I wanted to buy things that fit my look and vibe so I got high waisted wide legged jeans. I had many fails with amazon and I gave up and went to New Look. So I got two jeans from New Look, they both fit me booty and tummy wise but the first is a little long the second ones I got so insecure about.
Why?
When I was in secondary school my mom would buy me trousers that would fit my waist. Clothes in the UK are not made with black people in mind and so trousers that fit me would always be too short and a little tight around the booty.
Looking back the trousers weren’t too short but they showed too much ankle for this one girl in my school. She then started bullying me because of my trousers, yes you read that right, she bullied me for my trousers.
Looking back it was stupid, who does that?
She would call me names and I felt so bad about it.
Thus the next time we went to buy uniforms I got my mom to buy me trousers that fit my legs. That meant they were loose at the waist/hips but I didn’t care. I just wanted her to leave me alone and she did…and from then on I’ve always worn trousers that are a little long, as in past my feet and hitting the floor.
+-------+
▶ Tasks for this exercise
1) List every body part named in the passage about buying jeans, each once, in order of first mention.
2) From the passage about buying jeans, extract everything from "When I was in" down to "bad about it.".
+-------+
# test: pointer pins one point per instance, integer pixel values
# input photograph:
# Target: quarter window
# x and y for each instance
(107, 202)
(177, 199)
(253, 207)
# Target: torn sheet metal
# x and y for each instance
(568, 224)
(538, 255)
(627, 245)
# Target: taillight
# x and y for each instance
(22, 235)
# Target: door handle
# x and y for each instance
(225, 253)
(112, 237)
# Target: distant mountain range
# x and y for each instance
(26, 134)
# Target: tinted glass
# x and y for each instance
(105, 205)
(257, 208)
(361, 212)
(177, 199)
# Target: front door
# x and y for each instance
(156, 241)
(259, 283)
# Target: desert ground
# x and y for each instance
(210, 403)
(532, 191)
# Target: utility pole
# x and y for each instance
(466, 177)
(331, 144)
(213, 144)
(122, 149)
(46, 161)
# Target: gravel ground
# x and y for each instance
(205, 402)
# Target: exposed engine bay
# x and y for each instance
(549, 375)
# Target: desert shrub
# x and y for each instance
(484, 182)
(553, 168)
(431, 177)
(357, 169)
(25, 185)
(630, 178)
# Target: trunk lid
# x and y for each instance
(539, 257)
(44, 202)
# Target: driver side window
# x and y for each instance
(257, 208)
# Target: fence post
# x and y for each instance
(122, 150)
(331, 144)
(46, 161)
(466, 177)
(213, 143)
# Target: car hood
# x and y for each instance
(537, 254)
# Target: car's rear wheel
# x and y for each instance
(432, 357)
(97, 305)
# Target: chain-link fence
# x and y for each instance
+-------+
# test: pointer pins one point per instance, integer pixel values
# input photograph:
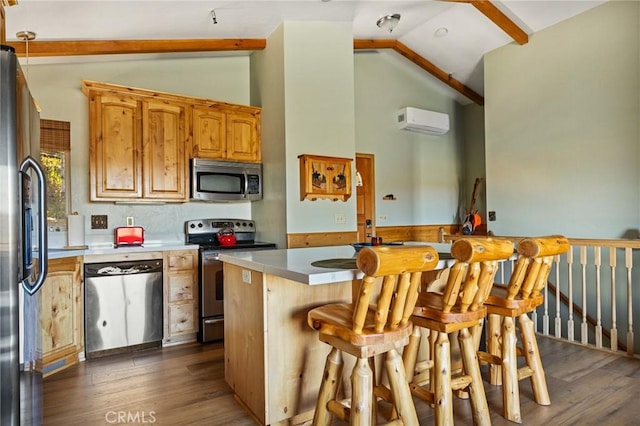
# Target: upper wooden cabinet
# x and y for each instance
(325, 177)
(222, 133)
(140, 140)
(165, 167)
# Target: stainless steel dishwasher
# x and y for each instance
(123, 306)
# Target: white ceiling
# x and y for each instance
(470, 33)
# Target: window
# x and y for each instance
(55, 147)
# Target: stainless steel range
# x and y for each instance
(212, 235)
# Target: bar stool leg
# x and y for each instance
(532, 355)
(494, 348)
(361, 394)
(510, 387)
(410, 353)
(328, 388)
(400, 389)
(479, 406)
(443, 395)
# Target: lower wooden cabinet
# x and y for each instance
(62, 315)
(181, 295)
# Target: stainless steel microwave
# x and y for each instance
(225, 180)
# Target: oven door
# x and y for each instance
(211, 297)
+-------+
▶ Answers for the tasks
1) booty, tummy, waist, ankle, legs, hips, feet

2)
When I was in secondary school my mom would buy me trousers that would fit my waist. Clothes in the UK are not made with black people in mind and so trousers that fit me would always be too short and a little tight around the booty.
Looking back the trousers weren’t too short but they showed too much ankle for this one girl in my school. She then started bullying me because of my trousers, yes you read that right, she bullied me for my trousers.
Looking back it was stupid, who does that?
She would call me names and I felt so bad about it.